=== WRITTEN INSTRUCTION A ===
How would you translate this sentence from the database crash thread into Spanish: "This is consistent with one page of the table being corrupted."

=== TEXT PROVIDED ===
• • • • •
Andy Osborne <andy@sift.co.uk> writes:
> Tom Lane wrote:
>>> FATAL 2: open of /u0/pgdata/pg_clog/0726 failed: No such file or directory
>> What range of file names do you actually see in pg_clog?
> Currently 0000 to 00D6. I don't know what it was last night.
Not any greater, for sure. (FYI, each segment covers one million
transactions.)
> the next backup was running when the database crashed. Any
> attempt to access the table crashed it again. I don't know if
> it helps, but a select * from news where <conditional on a field
> with an index) was ok but if the where was not indexed and resulted
> in a table scan, it crashed it.
This is consistent with one page of the table being corrupted.
> While I wouldn't rule out data corruption, the kernel message
> ring has no errors for the md dirver, scsi host adapter or the
> disks, which I would expect if we had bad blocks appearing on a
> disk or somesuch.
Some of the cases that I've seen look like completely unrelated data
(not even Postgres stuff, just bits of text files) was written into
a page of a Postgres table. This could possibly be a kernel bug,
along the lines of getting confused about which buffer belongs to
which file. But with no way to reproduce it it's hard to pin blame.
>> You didn't happen to make a physical copy of the news table before
>> dropping it, did you? It'd be interesting to examine the remains.
> Sadly, no I didn't. This is one of our live database servers
> and I was under a lot of pressure to get it back quickly. If
> it does it again, what can I do to provide the most useful
> feedback ?.
If the database isn't unreasonably large, perhaps you could take a
tarball dump of the whole $PGDATA directory tree while the postmaster
is stopped? That would document the situation for examination at leisure.
regards, tom lane
• • • • •
=== THE DATA ===
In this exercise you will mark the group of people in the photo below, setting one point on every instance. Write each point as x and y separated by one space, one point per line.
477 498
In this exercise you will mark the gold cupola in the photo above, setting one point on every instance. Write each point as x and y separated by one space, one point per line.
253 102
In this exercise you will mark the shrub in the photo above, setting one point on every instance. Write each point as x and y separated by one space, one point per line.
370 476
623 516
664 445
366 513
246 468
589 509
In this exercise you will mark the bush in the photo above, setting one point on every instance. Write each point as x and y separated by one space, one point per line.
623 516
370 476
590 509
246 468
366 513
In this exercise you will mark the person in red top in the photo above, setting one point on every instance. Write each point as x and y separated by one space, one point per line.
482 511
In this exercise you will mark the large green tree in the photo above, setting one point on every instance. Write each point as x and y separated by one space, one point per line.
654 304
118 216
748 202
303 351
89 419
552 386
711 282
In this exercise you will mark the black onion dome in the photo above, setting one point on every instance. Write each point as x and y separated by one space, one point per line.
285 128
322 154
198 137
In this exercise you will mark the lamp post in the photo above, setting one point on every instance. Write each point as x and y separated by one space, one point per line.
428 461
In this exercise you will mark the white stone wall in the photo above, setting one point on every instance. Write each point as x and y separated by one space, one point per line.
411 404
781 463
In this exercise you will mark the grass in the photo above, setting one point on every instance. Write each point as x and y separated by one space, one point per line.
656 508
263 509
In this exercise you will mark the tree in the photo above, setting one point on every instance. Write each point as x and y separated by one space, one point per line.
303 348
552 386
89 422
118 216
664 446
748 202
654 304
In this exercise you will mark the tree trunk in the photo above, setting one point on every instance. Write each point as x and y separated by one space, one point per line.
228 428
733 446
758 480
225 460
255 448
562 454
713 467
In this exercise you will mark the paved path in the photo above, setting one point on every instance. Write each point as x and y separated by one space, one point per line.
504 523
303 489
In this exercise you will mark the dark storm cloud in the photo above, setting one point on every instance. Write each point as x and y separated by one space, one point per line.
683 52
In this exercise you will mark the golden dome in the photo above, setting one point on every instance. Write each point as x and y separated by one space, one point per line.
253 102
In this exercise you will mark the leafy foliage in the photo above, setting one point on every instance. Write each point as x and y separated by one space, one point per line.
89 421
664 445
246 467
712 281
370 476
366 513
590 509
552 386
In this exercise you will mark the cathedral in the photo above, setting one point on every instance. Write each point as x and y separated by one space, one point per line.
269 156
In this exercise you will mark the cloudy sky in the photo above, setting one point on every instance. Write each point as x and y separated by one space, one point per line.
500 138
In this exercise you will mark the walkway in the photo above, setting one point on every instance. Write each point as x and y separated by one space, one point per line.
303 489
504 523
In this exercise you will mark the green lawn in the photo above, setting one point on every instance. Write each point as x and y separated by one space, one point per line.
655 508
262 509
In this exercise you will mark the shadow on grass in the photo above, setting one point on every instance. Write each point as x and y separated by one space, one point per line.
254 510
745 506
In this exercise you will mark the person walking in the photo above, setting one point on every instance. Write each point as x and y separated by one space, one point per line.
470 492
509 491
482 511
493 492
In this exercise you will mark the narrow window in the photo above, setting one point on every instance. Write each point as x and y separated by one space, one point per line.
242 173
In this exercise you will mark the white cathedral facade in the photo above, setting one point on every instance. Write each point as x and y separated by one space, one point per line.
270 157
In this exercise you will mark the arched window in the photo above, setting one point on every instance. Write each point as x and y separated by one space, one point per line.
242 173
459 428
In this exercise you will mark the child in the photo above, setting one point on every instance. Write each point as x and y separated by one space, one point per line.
• • • • •
=== WRITTEN INSTRUCTION B ===
Could you rename "window" to "casement" in the entries between the line holding "In this exercise you will mark the shadow" and the last entry, inclusive, and give those lines again with nothing else changed?

=== RESULT A ===
Esto es coherente con que una página de la tabla esté dañada.

=== RESULT B ===
In this exercise you will mark the shadow on grass in the photo above, setting one point on every instance. Write each point as x and y separated by one space, one point per line.
254 510
745 506
In this exercise you will mark the person walking in the photo above, setting one point on every instance. Write each point as x and y separated by one space, one point per line.
470 492
509 491
482 511
493 492
In this exercise you will mark the narrow casement in the photo above, setting one point on every instance. Write each point as x and y separated by one space, one point per line.
242 173
In this exercise you will mark the white cathedral facade in the photo above, setting one point on every instance. Write each point as x and y separated by one space, one point per line.
270 157
In this exercise you will mark the arched casement in the photo above, setting one point on every instance. Write each point as x and y separated by one space, one point per line.
242 173
459 428
In this exercise you will mark the child in the photo above, setting one point on every instance. Write each point as x and y separated by one space, one point per line.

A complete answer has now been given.